INSTRUCTIONS TO FOLLOW: Rewrite every line from the line with "of the flower" through the line with "[[148, 238], [271, 286], [125, 290], [169, 280]]", both included. Leave all other text as is, but shift each coordinate in the answers by -126.

MATERIAL TO PROCESS:
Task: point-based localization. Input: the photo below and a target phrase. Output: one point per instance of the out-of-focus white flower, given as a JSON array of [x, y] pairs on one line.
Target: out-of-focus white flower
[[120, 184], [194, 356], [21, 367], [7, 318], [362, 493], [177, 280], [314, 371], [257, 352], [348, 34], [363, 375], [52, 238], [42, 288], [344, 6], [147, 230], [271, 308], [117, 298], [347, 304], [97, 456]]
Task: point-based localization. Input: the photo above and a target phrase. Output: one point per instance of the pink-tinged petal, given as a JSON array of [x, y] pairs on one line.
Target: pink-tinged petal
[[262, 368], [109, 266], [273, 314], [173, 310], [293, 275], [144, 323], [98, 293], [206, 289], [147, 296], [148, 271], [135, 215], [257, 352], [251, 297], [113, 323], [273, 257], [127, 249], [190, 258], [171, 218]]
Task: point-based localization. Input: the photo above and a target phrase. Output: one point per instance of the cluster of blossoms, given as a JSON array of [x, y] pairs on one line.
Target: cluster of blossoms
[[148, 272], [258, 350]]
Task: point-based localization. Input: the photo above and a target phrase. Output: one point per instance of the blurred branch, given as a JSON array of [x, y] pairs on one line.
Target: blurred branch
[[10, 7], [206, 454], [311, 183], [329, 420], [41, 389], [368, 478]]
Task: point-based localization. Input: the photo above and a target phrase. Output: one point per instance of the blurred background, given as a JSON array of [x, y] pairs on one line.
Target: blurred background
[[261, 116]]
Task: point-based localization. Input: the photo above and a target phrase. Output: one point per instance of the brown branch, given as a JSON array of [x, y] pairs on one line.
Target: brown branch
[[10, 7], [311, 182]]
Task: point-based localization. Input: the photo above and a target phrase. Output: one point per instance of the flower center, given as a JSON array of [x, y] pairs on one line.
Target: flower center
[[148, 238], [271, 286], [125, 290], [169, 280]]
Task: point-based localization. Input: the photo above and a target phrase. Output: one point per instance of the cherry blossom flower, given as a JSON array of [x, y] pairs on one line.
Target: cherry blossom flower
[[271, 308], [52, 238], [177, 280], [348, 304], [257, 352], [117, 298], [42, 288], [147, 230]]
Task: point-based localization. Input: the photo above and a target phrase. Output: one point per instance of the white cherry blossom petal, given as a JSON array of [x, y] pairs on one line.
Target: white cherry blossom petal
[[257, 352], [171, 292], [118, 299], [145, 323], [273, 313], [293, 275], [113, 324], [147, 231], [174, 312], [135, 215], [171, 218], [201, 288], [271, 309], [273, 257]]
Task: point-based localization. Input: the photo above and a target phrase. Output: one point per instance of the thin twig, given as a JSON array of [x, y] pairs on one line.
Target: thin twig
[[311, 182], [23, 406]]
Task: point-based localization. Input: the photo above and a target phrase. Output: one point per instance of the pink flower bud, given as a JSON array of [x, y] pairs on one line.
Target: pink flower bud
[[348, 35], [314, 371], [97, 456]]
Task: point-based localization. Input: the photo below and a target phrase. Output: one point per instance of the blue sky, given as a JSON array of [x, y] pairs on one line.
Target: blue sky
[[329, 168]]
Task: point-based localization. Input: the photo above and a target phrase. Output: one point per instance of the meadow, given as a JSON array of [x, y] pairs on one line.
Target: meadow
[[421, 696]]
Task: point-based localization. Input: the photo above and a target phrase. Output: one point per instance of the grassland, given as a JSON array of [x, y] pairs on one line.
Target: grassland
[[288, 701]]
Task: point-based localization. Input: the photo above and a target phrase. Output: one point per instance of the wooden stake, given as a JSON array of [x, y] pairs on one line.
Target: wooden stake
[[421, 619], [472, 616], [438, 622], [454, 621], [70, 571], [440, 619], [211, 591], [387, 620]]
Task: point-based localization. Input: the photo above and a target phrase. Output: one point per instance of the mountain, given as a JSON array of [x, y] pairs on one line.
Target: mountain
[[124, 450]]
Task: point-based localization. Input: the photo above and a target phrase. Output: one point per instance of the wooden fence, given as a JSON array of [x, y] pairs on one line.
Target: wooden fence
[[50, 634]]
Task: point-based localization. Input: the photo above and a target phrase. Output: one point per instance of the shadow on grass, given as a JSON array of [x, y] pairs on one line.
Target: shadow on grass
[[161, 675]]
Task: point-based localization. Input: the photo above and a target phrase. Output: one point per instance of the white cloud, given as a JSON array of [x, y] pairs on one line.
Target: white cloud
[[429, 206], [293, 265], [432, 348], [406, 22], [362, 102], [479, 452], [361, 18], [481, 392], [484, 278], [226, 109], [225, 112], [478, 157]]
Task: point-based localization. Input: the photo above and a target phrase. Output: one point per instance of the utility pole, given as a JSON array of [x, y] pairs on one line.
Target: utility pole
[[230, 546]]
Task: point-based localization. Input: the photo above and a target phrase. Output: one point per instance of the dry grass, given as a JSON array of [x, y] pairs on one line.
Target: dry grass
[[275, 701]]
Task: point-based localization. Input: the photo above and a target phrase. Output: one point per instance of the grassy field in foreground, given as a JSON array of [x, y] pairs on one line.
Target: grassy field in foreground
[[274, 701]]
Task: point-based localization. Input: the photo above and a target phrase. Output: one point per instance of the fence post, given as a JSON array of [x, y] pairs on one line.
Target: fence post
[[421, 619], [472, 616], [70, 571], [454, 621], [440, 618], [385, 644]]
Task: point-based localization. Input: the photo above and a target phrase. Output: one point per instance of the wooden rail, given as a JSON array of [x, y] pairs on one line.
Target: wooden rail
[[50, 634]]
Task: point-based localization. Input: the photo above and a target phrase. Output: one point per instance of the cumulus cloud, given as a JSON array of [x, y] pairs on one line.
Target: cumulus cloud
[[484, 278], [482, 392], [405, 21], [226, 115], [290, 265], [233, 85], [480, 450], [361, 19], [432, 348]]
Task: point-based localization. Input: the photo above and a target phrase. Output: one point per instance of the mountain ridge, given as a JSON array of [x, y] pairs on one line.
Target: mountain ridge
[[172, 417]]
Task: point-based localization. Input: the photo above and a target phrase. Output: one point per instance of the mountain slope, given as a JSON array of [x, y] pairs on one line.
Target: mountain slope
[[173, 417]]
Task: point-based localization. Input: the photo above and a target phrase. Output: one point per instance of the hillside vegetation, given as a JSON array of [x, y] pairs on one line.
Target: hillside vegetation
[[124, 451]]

RESPONSE:
Task: point-based localization. Input: the photo above and a target phrase. Output: one point per instance of the flower center, given as a JSON array of [x, y] pairs on one line.
Target: flower center
[[22, 112], [145, 160], [-1, 164], [43, 154]]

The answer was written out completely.